### GIVEN TASK
Write out all the entries word for word and omit any pictures.

### DATA TO USE
....................
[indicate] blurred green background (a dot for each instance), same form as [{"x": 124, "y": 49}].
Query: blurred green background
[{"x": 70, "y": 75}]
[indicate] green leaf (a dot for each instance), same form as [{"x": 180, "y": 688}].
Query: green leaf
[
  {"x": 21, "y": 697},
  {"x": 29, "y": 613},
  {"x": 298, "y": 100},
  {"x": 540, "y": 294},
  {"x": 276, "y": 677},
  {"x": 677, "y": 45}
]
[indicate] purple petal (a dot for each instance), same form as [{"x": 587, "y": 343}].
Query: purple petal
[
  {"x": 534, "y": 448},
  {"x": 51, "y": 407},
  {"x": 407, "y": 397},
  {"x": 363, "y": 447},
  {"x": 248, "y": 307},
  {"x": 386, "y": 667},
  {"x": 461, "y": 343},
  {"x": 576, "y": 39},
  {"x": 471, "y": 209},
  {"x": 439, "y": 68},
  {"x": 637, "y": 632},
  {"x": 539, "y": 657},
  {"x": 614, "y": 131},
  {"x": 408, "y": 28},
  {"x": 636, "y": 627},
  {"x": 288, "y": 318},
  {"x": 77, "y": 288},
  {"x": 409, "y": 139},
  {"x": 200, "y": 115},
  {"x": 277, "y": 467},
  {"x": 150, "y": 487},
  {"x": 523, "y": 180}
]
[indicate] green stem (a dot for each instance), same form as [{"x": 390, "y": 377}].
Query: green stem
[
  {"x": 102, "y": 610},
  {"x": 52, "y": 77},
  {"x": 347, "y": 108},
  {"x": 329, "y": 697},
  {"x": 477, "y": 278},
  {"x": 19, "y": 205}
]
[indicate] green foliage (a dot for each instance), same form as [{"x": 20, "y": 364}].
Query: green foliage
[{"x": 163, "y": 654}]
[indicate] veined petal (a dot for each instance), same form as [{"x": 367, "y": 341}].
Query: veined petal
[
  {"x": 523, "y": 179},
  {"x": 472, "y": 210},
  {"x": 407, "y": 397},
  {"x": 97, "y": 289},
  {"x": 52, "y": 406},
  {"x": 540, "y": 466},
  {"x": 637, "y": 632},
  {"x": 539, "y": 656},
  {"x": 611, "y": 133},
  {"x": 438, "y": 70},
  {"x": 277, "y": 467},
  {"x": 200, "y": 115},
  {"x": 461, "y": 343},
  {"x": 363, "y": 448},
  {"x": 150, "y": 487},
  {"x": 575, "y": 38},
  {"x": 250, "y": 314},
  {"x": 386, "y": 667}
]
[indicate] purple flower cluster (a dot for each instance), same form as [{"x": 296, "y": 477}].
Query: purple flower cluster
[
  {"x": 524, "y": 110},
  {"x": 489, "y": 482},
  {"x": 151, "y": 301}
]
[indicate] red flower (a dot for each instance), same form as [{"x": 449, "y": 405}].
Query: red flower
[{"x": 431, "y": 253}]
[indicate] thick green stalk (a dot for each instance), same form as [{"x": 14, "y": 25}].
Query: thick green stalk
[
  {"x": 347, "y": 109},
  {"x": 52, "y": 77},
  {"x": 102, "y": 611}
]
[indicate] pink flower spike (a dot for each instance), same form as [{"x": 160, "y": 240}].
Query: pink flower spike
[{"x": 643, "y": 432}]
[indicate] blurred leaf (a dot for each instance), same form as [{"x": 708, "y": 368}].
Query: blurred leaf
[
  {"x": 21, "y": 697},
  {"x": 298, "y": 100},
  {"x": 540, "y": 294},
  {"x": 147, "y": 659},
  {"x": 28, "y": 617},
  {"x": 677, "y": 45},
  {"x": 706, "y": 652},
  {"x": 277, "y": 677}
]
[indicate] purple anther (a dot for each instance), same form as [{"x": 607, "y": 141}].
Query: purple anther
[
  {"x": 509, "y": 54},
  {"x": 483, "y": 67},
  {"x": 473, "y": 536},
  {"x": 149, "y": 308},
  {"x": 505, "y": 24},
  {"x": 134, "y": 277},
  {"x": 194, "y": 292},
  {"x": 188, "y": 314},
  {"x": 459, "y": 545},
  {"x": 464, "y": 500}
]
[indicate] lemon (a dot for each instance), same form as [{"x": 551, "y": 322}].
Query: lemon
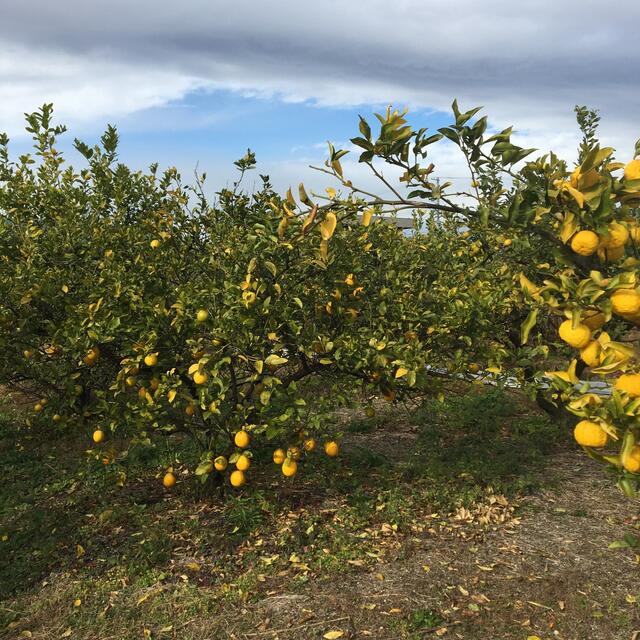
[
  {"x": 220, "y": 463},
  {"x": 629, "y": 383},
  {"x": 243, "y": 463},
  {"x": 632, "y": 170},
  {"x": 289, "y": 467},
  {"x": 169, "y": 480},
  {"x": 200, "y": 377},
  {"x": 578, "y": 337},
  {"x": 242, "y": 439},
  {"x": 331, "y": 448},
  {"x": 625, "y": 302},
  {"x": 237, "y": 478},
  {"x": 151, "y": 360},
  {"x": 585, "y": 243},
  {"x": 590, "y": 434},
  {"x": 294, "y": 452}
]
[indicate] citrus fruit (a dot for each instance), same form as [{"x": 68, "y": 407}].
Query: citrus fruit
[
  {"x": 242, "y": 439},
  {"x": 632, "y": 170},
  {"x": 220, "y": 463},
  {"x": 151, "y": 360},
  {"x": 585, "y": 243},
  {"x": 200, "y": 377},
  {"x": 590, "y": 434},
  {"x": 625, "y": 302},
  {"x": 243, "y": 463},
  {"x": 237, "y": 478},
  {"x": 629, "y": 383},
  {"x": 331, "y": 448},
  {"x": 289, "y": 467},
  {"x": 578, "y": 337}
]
....................
### OUTPUT OF THE TASK
[indicate] blurred green background (a dot for each instance), same form as [{"x": 124, "y": 49}].
Query: blurred green background
[{"x": 70, "y": 75}]
[indicate] green leaf (a dot for each instance), same form as [{"x": 180, "y": 688}].
Query: green leaf
[
  {"x": 21, "y": 697},
  {"x": 29, "y": 613},
  {"x": 298, "y": 100},
  {"x": 540, "y": 294},
  {"x": 276, "y": 677},
  {"x": 677, "y": 45}
]
[indicate] purple petal (a dot for each instance), same form as [{"x": 587, "y": 343}].
Query: purple petal
[
  {"x": 534, "y": 448},
  {"x": 51, "y": 407},
  {"x": 407, "y": 397},
  {"x": 363, "y": 447},
  {"x": 248, "y": 307},
  {"x": 386, "y": 667},
  {"x": 461, "y": 343},
  {"x": 576, "y": 39},
  {"x": 471, "y": 209},
  {"x": 439, "y": 68},
  {"x": 637, "y": 632},
  {"x": 539, "y": 657},
  {"x": 614, "y": 131},
  {"x": 408, "y": 28},
  {"x": 636, "y": 627},
  {"x": 288, "y": 318},
  {"x": 77, "y": 288},
  {"x": 409, "y": 139},
  {"x": 200, "y": 115},
  {"x": 277, "y": 467},
  {"x": 150, "y": 487},
  {"x": 523, "y": 180}
]
[indicate] green stem (a dot for each instance), same form as [{"x": 390, "y": 377}].
Query: green stem
[
  {"x": 102, "y": 610},
  {"x": 52, "y": 77},
  {"x": 347, "y": 108},
  {"x": 329, "y": 697},
  {"x": 477, "y": 278},
  {"x": 19, "y": 205}
]
[indicate] green foliage (a dot for each instance), same form as [{"x": 20, "y": 364}].
Query: green foliage
[{"x": 163, "y": 654}]
[indicate] veined petal (a dot for each instance), same form as [{"x": 367, "y": 341}].
Query: veined petal
[
  {"x": 523, "y": 179},
  {"x": 472, "y": 210},
  {"x": 407, "y": 397},
  {"x": 97, "y": 289},
  {"x": 52, "y": 406},
  {"x": 540, "y": 466},
  {"x": 637, "y": 632},
  {"x": 539, "y": 656},
  {"x": 611, "y": 133},
  {"x": 438, "y": 70},
  {"x": 277, "y": 467},
  {"x": 200, "y": 115},
  {"x": 461, "y": 343},
  {"x": 363, "y": 448},
  {"x": 150, "y": 487},
  {"x": 575, "y": 38},
  {"x": 250, "y": 314},
  {"x": 386, "y": 667}
]
[indicate] purple flower cluster (a dot for each instance), same form as [{"x": 296, "y": 477}].
Query: purple flower cluster
[
  {"x": 524, "y": 110},
  {"x": 489, "y": 482},
  {"x": 151, "y": 301}
]
[indicate] red flower (a dot for each instance), same form as [{"x": 449, "y": 405}].
Query: red flower
[{"x": 431, "y": 253}]
[indicate] thick green stalk (a dot for each instance), same form as [{"x": 14, "y": 25}].
Query: thick green stalk
[
  {"x": 347, "y": 109},
  {"x": 52, "y": 77},
  {"x": 102, "y": 611}
]
[indicate] pink flower spike (a dot for each instance), same form as [{"x": 160, "y": 240}].
Query: pink flower spike
[{"x": 643, "y": 432}]
[indicate] blurred leaf (a dot for each instance), same form as [{"x": 708, "y": 368}].
Query: blurred leaf
[
  {"x": 21, "y": 697},
  {"x": 298, "y": 100},
  {"x": 540, "y": 294},
  {"x": 147, "y": 659},
  {"x": 28, "y": 617},
  {"x": 677, "y": 45},
  {"x": 706, "y": 652},
  {"x": 277, "y": 677}
]
[indicate] purple anther (a dot for each instance), same form as [{"x": 607, "y": 141}].
Query: purple anther
[
  {"x": 509, "y": 54},
  {"x": 483, "y": 67},
  {"x": 473, "y": 536},
  {"x": 149, "y": 308},
  {"x": 505, "y": 24},
  {"x": 134, "y": 277},
  {"x": 194, "y": 292},
  {"x": 188, "y": 314},
  {"x": 459, "y": 545},
  {"x": 464, "y": 500}
]
[indicate] lemon (a dot for each instance), same form as [{"x": 551, "y": 322}].
Query: lemon
[
  {"x": 220, "y": 463},
  {"x": 629, "y": 383},
  {"x": 243, "y": 463},
  {"x": 632, "y": 170},
  {"x": 289, "y": 467},
  {"x": 169, "y": 480},
  {"x": 200, "y": 377},
  {"x": 578, "y": 337},
  {"x": 242, "y": 439},
  {"x": 331, "y": 448},
  {"x": 625, "y": 302},
  {"x": 237, "y": 478},
  {"x": 151, "y": 360},
  {"x": 585, "y": 243},
  {"x": 590, "y": 434},
  {"x": 294, "y": 452}
]
[indicate] citrus fruit (a dot for each instance), same form as [{"x": 68, "y": 407}].
Query: citrus fruit
[
  {"x": 242, "y": 439},
  {"x": 632, "y": 170},
  {"x": 220, "y": 463},
  {"x": 151, "y": 360},
  {"x": 585, "y": 243},
  {"x": 200, "y": 377},
  {"x": 590, "y": 434},
  {"x": 625, "y": 302},
  {"x": 243, "y": 463},
  {"x": 237, "y": 478},
  {"x": 629, "y": 383},
  {"x": 331, "y": 448},
  {"x": 289, "y": 467},
  {"x": 578, "y": 337}
]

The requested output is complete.